**** DATA TO USE
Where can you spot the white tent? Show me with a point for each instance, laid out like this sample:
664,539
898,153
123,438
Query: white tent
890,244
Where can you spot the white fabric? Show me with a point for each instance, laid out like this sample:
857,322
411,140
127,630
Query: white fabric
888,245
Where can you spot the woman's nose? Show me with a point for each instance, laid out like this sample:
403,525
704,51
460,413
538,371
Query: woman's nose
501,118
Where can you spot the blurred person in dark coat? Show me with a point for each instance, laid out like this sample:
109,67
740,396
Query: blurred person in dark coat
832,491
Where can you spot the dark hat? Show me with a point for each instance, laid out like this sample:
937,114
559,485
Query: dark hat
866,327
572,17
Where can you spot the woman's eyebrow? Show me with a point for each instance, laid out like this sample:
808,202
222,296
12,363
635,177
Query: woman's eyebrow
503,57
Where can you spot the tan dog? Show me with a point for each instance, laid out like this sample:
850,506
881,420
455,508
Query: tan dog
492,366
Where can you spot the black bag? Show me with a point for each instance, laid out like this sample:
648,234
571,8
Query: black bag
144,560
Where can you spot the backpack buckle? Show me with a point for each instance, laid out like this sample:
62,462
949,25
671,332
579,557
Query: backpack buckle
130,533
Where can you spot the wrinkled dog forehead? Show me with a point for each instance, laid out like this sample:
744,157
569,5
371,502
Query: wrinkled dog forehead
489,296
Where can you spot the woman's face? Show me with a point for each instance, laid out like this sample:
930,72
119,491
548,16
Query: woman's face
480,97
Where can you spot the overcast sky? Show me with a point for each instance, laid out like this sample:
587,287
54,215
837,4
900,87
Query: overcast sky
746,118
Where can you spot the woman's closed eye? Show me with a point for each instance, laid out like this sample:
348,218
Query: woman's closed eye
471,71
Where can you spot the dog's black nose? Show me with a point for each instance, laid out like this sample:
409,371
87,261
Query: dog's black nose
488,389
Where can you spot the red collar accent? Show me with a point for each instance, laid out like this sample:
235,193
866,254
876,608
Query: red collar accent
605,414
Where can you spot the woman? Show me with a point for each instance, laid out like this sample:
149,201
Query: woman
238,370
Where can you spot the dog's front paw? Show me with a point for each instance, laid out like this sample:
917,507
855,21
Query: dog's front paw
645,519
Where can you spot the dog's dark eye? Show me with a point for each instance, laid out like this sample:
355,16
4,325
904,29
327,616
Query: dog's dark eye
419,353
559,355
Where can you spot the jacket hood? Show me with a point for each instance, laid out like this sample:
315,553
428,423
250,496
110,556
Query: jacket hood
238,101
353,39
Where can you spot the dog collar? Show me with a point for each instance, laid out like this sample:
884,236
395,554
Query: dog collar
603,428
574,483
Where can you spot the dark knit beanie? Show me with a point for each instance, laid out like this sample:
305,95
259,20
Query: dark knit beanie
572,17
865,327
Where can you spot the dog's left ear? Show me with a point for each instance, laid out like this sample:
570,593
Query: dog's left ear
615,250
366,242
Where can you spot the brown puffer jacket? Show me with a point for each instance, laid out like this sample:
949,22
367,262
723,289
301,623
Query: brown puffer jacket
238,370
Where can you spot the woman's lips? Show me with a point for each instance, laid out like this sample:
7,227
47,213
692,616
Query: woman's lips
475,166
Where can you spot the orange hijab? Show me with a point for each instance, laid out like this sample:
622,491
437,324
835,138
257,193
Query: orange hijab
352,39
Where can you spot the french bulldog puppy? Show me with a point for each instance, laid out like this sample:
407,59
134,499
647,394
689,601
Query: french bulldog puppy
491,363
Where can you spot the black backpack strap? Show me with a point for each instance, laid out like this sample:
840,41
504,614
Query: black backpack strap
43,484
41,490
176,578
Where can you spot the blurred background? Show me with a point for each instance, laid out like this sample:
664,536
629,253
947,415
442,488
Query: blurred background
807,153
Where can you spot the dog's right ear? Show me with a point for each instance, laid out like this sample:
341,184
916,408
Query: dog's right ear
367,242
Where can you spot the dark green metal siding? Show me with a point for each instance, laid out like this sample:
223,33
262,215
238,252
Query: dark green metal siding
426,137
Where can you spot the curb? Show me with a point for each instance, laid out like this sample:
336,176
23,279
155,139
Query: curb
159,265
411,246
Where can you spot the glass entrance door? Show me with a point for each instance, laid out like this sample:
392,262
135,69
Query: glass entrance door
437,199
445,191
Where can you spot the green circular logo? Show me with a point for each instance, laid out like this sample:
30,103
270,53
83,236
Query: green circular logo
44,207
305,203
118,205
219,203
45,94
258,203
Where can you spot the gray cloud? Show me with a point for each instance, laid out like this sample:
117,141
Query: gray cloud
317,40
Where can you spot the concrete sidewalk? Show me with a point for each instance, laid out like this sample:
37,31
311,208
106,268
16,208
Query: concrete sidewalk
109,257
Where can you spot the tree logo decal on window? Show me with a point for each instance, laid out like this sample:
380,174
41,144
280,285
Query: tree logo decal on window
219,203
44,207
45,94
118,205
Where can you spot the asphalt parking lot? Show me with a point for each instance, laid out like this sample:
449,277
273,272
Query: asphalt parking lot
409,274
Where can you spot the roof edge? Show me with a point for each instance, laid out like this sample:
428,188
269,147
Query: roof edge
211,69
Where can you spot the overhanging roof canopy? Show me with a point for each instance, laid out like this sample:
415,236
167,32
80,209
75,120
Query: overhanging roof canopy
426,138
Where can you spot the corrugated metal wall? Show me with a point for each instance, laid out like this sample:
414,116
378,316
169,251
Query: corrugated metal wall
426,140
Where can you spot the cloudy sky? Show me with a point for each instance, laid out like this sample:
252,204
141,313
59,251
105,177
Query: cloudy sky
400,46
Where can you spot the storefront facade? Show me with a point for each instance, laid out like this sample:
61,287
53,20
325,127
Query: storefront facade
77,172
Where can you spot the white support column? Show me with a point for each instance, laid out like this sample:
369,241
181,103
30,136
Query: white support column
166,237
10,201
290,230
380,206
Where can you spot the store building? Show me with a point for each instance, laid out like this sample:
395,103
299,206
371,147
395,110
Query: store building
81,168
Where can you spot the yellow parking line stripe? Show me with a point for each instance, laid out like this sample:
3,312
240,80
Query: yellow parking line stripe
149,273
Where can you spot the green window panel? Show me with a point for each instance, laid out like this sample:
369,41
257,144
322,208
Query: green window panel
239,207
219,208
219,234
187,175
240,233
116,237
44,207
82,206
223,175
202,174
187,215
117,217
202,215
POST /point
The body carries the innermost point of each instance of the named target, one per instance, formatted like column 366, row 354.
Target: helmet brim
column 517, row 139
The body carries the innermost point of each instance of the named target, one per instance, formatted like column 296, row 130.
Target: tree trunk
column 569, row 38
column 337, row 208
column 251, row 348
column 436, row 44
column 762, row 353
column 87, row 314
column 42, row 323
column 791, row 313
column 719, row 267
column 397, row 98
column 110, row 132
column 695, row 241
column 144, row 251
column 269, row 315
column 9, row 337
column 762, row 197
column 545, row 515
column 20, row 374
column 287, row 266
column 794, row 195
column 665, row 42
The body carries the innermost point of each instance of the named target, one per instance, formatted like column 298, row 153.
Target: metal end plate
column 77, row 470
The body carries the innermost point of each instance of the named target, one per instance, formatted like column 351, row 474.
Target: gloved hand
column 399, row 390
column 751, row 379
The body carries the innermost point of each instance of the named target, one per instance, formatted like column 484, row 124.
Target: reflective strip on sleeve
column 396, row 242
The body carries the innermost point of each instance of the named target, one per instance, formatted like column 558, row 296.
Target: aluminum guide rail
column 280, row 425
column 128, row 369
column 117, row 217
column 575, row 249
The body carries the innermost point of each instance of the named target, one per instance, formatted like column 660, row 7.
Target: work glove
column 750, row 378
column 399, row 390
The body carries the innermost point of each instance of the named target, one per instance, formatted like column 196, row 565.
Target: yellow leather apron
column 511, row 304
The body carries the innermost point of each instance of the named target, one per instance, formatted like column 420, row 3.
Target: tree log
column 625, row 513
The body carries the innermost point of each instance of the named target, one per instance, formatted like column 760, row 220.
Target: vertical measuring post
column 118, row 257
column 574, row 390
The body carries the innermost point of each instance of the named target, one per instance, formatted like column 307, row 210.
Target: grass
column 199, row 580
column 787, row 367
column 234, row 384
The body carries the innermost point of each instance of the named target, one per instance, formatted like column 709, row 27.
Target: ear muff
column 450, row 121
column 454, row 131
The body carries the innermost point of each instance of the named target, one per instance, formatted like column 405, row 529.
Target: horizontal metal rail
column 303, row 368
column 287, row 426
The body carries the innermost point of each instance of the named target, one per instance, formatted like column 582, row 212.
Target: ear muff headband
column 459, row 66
********
• **EXERCISE REQUIREMENTS**: Can you write out the lines of the material between the one holding "558, row 296." and the one holding "column 234, row 384", inclusive, swapping "innermost" for "central" and leaving everything else unchanged?

• **SOLUTION FOR THIS TASK**:
The body carries the central point of each instance of the named target, one per instance, formatted like column 558, row 296.
Target: aluminum guide rail
column 280, row 425
column 128, row 369
column 117, row 217
column 575, row 249
The body carries the central point of each instance of the named target, one per instance, formatted like column 660, row 7.
Target: work glove
column 750, row 378
column 399, row 390
The body carries the central point of each instance of the named target, one per instance, formatted like column 196, row 565.
Target: yellow leather apron
column 511, row 304
The body carries the central point of each instance of the named target, one per instance, formatted like column 420, row 3.
Target: tree log
column 625, row 513
The body carries the central point of each instance of the named target, one per instance, formatted like column 760, row 220.
Target: vertical measuring post
column 118, row 257
column 574, row 390
The body carries the central point of each instance of the named target, one per instance, formatted like column 307, row 210.
Target: grass
column 199, row 580
column 787, row 367
column 234, row 384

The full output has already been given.